-- begin RECORD EXCERPTS --

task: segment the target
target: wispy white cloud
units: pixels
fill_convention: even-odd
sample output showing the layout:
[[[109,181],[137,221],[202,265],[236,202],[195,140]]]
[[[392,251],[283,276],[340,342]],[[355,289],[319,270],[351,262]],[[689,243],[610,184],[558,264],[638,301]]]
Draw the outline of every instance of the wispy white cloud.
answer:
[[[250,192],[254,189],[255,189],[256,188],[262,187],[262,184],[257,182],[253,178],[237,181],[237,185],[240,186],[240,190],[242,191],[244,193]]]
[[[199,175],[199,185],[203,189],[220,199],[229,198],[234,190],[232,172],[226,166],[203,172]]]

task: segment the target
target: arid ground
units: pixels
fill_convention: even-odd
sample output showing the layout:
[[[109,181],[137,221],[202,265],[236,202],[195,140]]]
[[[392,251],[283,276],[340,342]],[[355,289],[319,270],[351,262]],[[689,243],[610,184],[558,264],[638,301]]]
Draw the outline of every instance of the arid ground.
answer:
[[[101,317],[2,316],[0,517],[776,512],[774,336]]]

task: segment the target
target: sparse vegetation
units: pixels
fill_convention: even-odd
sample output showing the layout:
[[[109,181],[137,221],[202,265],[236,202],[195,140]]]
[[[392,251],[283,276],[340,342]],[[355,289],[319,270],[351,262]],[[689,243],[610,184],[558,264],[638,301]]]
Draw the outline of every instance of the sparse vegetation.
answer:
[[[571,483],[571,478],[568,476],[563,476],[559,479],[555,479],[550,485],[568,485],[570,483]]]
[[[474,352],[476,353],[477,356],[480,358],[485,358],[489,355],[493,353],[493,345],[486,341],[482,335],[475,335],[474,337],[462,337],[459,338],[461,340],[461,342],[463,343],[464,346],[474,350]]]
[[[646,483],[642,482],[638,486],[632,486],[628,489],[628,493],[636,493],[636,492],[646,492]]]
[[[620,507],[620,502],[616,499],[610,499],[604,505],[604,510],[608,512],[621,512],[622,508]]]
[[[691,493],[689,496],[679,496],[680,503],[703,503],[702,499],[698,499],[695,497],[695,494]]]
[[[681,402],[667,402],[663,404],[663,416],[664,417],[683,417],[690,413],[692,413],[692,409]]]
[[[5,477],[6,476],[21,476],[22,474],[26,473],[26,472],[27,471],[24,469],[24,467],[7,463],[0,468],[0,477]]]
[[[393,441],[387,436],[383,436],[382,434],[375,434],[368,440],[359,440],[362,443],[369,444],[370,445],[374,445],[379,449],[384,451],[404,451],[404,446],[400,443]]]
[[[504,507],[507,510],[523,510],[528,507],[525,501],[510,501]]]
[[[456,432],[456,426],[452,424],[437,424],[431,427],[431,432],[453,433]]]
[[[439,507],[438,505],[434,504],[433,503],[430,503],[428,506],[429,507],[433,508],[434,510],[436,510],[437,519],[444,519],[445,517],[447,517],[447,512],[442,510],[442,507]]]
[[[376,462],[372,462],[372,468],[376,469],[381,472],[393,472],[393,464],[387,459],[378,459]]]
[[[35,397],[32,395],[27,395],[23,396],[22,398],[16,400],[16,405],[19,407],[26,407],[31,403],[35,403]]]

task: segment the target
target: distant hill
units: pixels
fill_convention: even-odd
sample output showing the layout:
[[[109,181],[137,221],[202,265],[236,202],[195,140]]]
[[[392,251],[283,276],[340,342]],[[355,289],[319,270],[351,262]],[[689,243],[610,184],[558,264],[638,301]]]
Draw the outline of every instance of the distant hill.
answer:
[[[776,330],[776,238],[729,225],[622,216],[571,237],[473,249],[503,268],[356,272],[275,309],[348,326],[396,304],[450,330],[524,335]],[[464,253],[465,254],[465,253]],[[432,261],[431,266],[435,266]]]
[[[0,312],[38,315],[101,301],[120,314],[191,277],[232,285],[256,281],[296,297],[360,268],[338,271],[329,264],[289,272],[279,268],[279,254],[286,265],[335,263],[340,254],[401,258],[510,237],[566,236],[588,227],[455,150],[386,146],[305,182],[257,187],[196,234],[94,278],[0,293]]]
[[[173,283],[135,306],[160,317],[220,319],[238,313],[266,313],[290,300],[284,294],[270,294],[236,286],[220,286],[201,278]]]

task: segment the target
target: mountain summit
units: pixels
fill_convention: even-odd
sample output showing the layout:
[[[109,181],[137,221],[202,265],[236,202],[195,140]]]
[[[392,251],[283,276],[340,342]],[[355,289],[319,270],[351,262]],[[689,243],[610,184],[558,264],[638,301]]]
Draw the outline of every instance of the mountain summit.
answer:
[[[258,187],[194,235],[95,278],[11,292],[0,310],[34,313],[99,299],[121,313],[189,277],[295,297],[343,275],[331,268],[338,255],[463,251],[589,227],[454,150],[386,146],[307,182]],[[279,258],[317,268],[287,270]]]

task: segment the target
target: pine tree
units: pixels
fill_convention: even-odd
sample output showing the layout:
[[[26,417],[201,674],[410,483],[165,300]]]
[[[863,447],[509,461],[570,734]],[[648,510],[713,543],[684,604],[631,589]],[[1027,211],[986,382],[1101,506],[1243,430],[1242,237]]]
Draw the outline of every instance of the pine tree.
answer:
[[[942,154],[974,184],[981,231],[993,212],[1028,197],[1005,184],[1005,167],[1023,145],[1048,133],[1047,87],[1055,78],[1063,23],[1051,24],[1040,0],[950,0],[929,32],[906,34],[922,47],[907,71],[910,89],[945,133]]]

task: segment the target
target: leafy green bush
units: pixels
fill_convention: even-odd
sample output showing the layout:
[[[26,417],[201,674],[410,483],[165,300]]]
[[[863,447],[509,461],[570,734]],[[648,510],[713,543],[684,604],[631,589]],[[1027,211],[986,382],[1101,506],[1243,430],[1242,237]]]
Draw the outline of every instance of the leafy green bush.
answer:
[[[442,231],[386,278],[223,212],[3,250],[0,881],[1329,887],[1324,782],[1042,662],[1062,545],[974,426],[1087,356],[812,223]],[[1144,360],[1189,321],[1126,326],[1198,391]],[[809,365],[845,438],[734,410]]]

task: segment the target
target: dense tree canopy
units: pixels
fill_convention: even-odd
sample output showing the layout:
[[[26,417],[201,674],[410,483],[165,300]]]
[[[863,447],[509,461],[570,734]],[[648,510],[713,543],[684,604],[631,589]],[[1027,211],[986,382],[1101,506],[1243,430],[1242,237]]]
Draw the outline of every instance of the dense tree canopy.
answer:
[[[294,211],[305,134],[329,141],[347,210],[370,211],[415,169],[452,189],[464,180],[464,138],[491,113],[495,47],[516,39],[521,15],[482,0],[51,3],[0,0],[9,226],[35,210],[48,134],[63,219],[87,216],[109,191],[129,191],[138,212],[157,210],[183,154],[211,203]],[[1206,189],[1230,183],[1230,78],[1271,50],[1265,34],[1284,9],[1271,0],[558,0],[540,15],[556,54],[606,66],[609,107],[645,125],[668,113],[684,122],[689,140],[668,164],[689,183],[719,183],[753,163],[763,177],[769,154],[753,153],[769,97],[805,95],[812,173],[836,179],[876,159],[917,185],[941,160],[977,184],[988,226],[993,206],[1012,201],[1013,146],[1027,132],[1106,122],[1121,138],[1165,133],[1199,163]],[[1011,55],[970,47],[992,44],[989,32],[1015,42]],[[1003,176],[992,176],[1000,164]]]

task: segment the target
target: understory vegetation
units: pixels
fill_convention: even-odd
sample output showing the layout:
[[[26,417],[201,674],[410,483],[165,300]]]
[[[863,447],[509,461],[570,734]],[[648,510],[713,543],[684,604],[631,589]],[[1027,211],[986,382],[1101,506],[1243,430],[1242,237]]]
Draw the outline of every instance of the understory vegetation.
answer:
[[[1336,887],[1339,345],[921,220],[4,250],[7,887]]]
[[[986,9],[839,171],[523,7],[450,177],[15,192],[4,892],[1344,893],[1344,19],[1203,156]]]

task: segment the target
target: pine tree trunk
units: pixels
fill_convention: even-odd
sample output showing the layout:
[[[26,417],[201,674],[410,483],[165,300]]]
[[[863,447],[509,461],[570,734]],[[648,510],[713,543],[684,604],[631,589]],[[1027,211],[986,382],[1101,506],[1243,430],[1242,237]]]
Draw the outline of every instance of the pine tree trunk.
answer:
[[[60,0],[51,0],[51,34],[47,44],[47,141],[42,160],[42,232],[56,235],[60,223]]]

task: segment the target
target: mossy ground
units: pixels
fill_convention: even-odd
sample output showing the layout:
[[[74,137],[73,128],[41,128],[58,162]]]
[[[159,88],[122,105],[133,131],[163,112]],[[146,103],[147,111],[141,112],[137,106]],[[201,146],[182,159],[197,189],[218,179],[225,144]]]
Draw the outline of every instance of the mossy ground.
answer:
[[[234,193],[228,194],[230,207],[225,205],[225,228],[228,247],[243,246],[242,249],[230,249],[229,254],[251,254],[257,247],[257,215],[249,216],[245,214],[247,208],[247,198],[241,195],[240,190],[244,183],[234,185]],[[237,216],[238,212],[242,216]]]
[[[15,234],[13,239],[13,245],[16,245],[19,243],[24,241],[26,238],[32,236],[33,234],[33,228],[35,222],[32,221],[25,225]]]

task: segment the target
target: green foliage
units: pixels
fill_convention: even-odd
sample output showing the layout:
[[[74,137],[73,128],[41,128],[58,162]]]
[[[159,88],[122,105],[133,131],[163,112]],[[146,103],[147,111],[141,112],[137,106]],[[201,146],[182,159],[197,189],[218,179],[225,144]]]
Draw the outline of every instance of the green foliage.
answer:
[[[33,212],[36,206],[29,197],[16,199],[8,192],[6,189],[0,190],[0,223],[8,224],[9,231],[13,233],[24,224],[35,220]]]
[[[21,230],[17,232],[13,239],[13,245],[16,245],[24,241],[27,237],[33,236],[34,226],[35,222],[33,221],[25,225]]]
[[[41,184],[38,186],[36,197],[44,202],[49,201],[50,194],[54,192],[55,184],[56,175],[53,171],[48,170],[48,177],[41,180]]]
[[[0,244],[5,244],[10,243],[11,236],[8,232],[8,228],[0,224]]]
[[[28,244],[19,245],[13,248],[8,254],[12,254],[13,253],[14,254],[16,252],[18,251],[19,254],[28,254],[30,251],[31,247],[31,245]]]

-- end RECORD EXCERPTS --

[OBJECTIVE]:
From the records above, copy every line that contains the word "foliage".

[THE OUTPUT]:
target: green foliage
Draw the outline of every instance of the green foliage.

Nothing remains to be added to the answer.